Zora: È previsto un altro sciopero con manifestazioni di massa il 7 marzo. Quali previsioni è possibile fare rispetto a questa nuova giornata di sciopero?

Octarine: In Francia le modalità degli scioperi e delle mobilitazioni sono dirette dalla cosiddetta «intersindacale» [cioè un coordinamento tra le principali confederazioni sindacali, ndr]. Questo coordinamento è stato molto criticato anche in televisione perché ha dichiarato di voler «bloccare la Francia… per un giorno», appunto il 7 marzo: hanno annunciato che sarà la giornata più partecipata da quando sono iniziate le mobilitazioni. Non possiamo prevedere l’esito di questa giornata, perché dipenderà dalla capacità dei lavoratori di prendere nelle loro mani la direzione della lotta e degli scioperi. L’«intersindacale» vuole continuare così, proclamando uno sciopero ogni tanto e qualche manifestazione il sabato… La possibilità di innalzare il livello della lotta dipende dalla capacità che avranno i lavoratori di assumerne la direzione, a prescindere dalle decisioni delle direzioni sindacali.
L’approvazione della «riforma» delle pensioni del governo Macron è prevista a fine marzo, di conseguenza questa strategia delle direzioni sindacali rischia di portare al fallimento. È per questo che ci sono settori di lavoratori che si stanno organizzando per prolungare gli scioperi anche dopo il 7 marzo.

 

Zora: È effettivamente possibile che gli scioperi, almeno in alcuni settori, si prolunghino arrivando ad un'azione prolungata?

Brune: Purtroppo le direzioni sindacali in Francia hanno per ora un grande controllo sulla classe lavoratrice e svolgono un ruolo negativo, cercano di sabotare le azioni dei settori di avanguardia, quelli che sono più radicali nella lotta. Il loro scopo è quello di limitare la lotta, ostacolando il prolungamento degli scioperi. Hanno indebolito di fatto l’auto-organizzazione della lotta. Ad esempio nel mio settore, quello degli insegnanti, le direzioni sindacali fanno di tutto per depotenziare la partecipazione agli scioperi, fanno appelli tardivi alle lavoratrici e ai lavoratori, a volte non li informano proprio. Lo stesso possiamo dire per quanto riguarda il settore dei trasporti, che in Francia è sempre stato uno dei settori più combattivi, pensiamo ad esempio ai ferrovieri, che sono stati sempre un settore di avanguardia, che ha trascinato avanti le lotte. Le direzioni sindacali oggi cercano di ostacolare proprio un processo di questo tipo, con i lavoratori alla testa.

_Attività richieste_:
1) Rispondi a queste domande sul brano sugli scioperi in Francia.
(a) Che cosa ha dichiarato di voler fare l'«intersindacale» il 7 marzo?
(b) Quando è prevista l'approvazione della «riforma» delle pensioni del governo Macron?
(c) Qual è il settore di lavoro di Brune?
2) Scrivi il seguito del brano sugli scioperi in Francia, a partire dall'ultima frase riportata.
I record costituiscono un materiale a sé, distinto dal brano.

_Record forniti_:
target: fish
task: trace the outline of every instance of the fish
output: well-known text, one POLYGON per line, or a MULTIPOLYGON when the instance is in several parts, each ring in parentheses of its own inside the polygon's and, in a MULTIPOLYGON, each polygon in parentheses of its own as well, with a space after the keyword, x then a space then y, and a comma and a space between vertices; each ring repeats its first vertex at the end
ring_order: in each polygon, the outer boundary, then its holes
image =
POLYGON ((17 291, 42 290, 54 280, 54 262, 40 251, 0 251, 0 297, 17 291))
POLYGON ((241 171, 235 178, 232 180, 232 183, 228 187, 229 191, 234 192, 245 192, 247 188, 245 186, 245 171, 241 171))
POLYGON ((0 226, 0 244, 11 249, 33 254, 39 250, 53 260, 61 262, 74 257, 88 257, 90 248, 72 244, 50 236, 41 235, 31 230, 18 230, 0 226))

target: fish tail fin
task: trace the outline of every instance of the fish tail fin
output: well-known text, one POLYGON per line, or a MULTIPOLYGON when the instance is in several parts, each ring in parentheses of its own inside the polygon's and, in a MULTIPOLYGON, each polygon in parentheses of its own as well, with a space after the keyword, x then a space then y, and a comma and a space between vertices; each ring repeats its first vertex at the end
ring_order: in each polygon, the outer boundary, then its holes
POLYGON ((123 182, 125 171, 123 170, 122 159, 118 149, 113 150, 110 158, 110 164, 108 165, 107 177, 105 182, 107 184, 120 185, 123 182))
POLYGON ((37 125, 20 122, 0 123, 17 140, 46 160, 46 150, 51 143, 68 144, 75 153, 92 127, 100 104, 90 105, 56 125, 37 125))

_Insieme delle risposte_:
1)
(a) Ha dichiarato di voler «bloccare la Francia… per un giorno».
(b) È prevista a fine marzo.
(c) È il settore degli insegnanti.

2)
Nicolas: A proposito dei ferrovieri, che sono sempre stati una delle componenti più combattive delle mobilitazioni, bisogna precisare che sono comunque un settore che si sta mobilitando, ma a differenza che in altre occasioni sono confinati, per volontà delle loro direzioni, in rivendicazioni meramente settoriali, di categoria, mentre potrebbero avere un ruolo di traino per tutti gli altri settori. Dobbiamo poi aggiungere che si stanno mobilitando anche i giovani, gli studenti. Sono una presenza minoritaria nel movimento rispetto ai lavoratori, ma in molte scuole e università stanno occupando gli istituti e le facoltà. Abbiamo assistito ad azioni repressive da parte della polizia nei confronti degli studenti universitari in occupazione. Ma gli studenti non si sono fatti intimorire: ora ci sono occupazioni anche degli istituti secondari, che si scontrano anche con l’estrema destra.  

 

Zora: Qual è secondo voi il piano delle direzioni sindacali?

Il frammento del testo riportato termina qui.